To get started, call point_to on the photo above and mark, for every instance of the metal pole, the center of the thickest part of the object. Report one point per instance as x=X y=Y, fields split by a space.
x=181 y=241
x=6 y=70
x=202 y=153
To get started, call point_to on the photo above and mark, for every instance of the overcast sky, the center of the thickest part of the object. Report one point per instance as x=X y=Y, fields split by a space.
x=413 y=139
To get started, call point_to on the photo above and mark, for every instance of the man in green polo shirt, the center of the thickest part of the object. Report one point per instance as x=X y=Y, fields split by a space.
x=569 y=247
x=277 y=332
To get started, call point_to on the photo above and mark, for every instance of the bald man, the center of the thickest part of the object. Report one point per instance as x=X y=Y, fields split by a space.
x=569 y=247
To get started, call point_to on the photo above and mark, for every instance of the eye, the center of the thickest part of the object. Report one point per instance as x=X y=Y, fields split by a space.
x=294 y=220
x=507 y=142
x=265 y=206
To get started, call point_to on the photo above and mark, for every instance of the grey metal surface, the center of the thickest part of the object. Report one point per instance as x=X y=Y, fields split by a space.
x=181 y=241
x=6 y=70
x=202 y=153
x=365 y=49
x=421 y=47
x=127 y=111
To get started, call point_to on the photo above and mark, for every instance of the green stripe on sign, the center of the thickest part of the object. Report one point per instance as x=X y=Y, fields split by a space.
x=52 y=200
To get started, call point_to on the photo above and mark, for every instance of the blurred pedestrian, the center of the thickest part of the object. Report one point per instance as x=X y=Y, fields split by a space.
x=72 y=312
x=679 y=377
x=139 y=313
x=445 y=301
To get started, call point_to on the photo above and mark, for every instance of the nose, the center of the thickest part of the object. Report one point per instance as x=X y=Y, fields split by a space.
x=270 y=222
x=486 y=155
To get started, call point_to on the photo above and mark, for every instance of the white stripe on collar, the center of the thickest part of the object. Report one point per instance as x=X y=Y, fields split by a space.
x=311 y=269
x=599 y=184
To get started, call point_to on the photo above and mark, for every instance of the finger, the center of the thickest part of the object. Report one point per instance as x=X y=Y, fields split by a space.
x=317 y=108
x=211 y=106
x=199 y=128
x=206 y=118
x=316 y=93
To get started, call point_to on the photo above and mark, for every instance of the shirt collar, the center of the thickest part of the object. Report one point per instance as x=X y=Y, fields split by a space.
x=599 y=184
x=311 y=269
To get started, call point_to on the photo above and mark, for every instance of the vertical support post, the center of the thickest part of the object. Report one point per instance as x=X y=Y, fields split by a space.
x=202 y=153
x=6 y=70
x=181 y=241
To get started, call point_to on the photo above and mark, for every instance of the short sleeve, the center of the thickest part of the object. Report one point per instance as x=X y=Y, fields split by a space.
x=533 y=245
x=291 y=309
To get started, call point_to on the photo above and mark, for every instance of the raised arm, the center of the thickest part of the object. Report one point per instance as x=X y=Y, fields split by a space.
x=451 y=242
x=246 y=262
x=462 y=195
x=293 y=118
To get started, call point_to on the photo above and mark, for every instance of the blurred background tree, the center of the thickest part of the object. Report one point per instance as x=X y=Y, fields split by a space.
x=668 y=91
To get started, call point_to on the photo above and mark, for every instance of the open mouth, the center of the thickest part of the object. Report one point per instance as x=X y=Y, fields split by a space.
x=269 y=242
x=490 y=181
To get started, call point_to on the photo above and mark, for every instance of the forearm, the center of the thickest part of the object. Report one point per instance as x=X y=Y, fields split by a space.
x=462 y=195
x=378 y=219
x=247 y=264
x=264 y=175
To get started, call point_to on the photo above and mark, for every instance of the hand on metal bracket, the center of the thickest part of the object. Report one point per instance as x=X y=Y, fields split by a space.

......

Your instructions:
Put every line of the records into a JSON list of strings, one string per line, leaving out any blank lines.

Response to this exercise:
[
  "To get started, call point_to on the photo above and mark, for every instance of the metal pole, the center of the thickest part of the object. Report one point per instance as x=X y=Y, fields split by a space.",
  "x=181 y=241",
  "x=6 y=70",
  "x=202 y=153",
  "To get started, call point_to on the photo above and mark, for every instance of the overcast sky, the center of the thickest part of the object. Report one point per instance as x=X y=Y, fields split by a space.",
  "x=413 y=139",
  "To get started, call point_to on the photo above and mark, for every instance of the man in green polo shirt, the center of the thickest part of the object. Report one point per instance as x=X y=Y, fields split by a space.",
  "x=569 y=247",
  "x=277 y=332",
  "To get started, call point_to on the photo above and mark, for every instance of the bald man, the center of the thickest part of the object. Report one point per instance as x=X y=Y, fields split by a space.",
  "x=569 y=247",
  "To get started, call point_to on the photo above and mark, for every instance of the eye, the center of the thickest part of the object. Report one point per instance as x=X y=Y, fields split by a space.",
  "x=294 y=220",
  "x=507 y=142",
  "x=265 y=206",
  "To get started, call point_to on the photo above and mark, for every instance of the grey metal surface, the center of the thickest part of the object. Report one point per instance as x=X y=Y, fields split by a space.",
  "x=181 y=241",
  "x=6 y=70",
  "x=202 y=153",
  "x=365 y=49",
  "x=421 y=47",
  "x=127 y=111",
  "To get started, call point_to on the photo above and mark, for every instance of the green stripe on sign, the center of the thickest part of the object. Report one point per instance as x=X y=Y, fields split by a space.",
  "x=52 y=200",
  "To get started, call point_to on the photo above and mark, for every instance of the blurred pedestrian, the center of the thickest part of the object. Report one point per instance as x=X y=Y, fields split by a space.",
  "x=72 y=312",
  "x=679 y=377",
  "x=139 y=313",
  "x=445 y=301",
  "To get started, call point_to on the photo above and mark, for every instance of the nose, the center of the thickest part of the object. Report one point per instance as x=X y=Y, fields split by a space.",
  "x=270 y=222",
  "x=486 y=155",
  "To get started, call point_to on the photo above and mark, for every instance of the white stripe on collar, the center of the thickest part of the object. Report one point per instance as x=X y=Y, fields split by a space.",
  "x=311 y=269",
  "x=599 y=184",
  "To get started, call point_to on the photo above and mark, for every instance of the finger, the center of the thickest part of the object. Report one point per instance as x=X y=Y, fields split by a space.",
  "x=317 y=108",
  "x=211 y=106",
  "x=199 y=128",
  "x=206 y=118",
  "x=316 y=93",
  "To get started, call point_to on the photo above and mark, for every instance of the shirt collar, the center of the thickest part of the object. Report one point per instance as x=X y=Y, fields split by a space.",
  "x=599 y=184",
  "x=311 y=269",
  "To get started, call point_to on the photo above and mark, for every instance of the vertical support post, the center of the thickest part of the object. Report one point per instance as x=X y=Y, fields split by a space.",
  "x=202 y=153",
  "x=6 y=70",
  "x=181 y=241",
  "To get started, call point_to on the photo above and mark, for every instance of the short sleeve, the center of the thickest part of the object. Report one point per instance as x=X y=Y, fields split by a space.",
  "x=533 y=245",
  "x=291 y=309",
  "To get started, call point_to on the photo above and mark, for every instance of the raised arm, the center of the thickest part of the object. Report one point per instance as x=X y=Y, fields split by a space.",
  "x=451 y=242",
  "x=246 y=262",
  "x=462 y=195",
  "x=293 y=118",
  "To get started, call point_to on the photo above and mark, for every instance of the blurred background tree, the center of the thickest part of the object. Report one point per instance as x=X y=Y, fields split by a space.",
  "x=668 y=91",
  "To get started, call point_to on the photo above and mark, for every instance of the open mouth, the center of the thickest part of the object. Report one point per instance as x=X y=Y, fields split by a space.",
  "x=269 y=242",
  "x=490 y=181",
  "To get started, call point_to on the photo above and mark, for every instance of the forearm, the center of the thickest part of the object. Report one point per instance as x=X y=Y, fields split by a space.",
  "x=462 y=195",
  "x=378 y=219",
  "x=247 y=264",
  "x=264 y=175",
  "To get started, call point_to on the photo above and mark, for every instance of the hand on metal bracket, the center of the thickest part of the object. Report one point per instance as x=X y=Y, fields split by a space."
]